** Opening EXTRACT block **
The A allele of the MEF2D SNP rs200395694 was also significantly associated with the triad of disease manifestations comprising of anti-Sm, anti-RNP antibodies, and Raynaud’s phenomenon in our patient cohort. The association between anti-RNP and anti-Sm antibodies to Raynaud’s phenomenon has been previously established [25], implying a common mechanism involved in the etiology of these manifestations; nonetheless to our knowledge, no gene has been associated with this combined phenotype to date.

The combined evidence from genomic annotations suggested the presence of an active cell type-specific enhancer in the region harboring the SNP. This is fully supported by the results obtained in our in vitro experiments, where they indicate that both alleles bind specifically to protein complexes, but that these are different for the two alleles. This suggests that different transcription factors may recognize the fragment depending on the allele present and eventually participate in gene regulation (Fig. 3a). The luciferase reporter assay confirmed the cell line-specific enhancer with significant differential allelic effect: the two alleles had different levels of expression for both unstimulated and stimulated Jurkat cells (Fig. 3b and Supplementary Fig. 1).

The MEF2D gene produces two alternatively spliced transcripts [17, 24] generating the ubiquitous α1 isoform and the inducible tissue-specific α2 isoform. Previously, the α2 transcript was detected only in muscle tissue and was studied in the murine myoblast cells C2C12 in more detail [17]. We detected low levels of the α2 isoform in human PBMC, as well as in THP-1, K562 and Daudi cell lines, which may suggest a putative role of the isoform in these cells. Interestingly, we found that the novel risk allele inhibits splicing of the α2 isoform transcribed from the minigene, while not affecting the α1 isoform.
** Closing EXTRACT block **
** Opening DATA SUPPLIED block **
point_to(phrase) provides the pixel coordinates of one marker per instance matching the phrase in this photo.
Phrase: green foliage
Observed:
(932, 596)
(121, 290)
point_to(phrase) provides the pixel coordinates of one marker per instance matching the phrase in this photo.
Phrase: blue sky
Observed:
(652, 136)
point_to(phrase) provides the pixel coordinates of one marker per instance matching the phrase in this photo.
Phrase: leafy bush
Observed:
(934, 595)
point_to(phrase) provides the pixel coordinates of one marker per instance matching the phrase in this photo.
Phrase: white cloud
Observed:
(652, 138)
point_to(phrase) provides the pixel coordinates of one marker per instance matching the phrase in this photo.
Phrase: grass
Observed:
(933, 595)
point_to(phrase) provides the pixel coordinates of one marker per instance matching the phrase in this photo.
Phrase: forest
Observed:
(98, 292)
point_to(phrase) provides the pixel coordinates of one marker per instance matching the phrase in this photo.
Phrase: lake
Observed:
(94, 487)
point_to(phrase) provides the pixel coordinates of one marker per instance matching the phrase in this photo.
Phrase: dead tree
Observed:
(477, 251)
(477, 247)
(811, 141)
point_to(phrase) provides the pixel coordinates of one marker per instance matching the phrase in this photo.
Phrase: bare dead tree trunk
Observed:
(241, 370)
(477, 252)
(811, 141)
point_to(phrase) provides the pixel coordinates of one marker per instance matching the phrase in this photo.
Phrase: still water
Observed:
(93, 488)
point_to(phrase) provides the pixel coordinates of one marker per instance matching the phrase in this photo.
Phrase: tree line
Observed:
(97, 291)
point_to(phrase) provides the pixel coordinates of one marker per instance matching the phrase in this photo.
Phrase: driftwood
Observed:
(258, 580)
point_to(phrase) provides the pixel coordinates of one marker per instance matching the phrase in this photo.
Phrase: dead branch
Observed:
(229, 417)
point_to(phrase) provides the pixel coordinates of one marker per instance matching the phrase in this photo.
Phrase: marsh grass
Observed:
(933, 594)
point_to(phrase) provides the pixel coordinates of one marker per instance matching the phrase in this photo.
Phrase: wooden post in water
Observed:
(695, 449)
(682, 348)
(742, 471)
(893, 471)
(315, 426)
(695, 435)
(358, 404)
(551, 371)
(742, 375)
** Closing DATA SUPPLIED block **
■ **WHAT TO DO**:
(a) Reproduce the MEF2D passage word for word. Begin at the words "The A allele" and stop after "phenotype to date.".
(b) List every disease manifestation in the triad that the MEF2D passage says is associated with the A allele.

■ **ANSWERS TO THE EXERCISE**:
(a)
The A allele of the MEF2D SNP rs200395694 was also significantly associated with the triad of disease manifestations comprising of anti-Sm, anti-RNP antibodies, and Raynaud’s phenomenon in our patient cohort. The association between anti-RNP and anti-Sm antibodies to Raynaud’s phenomenon has been previously established [25], implying a common mechanism involved in the etiology of these manifestations; nonetheless to our knowledge, no gene has been associated with this combined phenotype to date.

(b)
- Anti-Sm antibodies
- Anti-RNP antibodies
- Raynaud’s phenomenon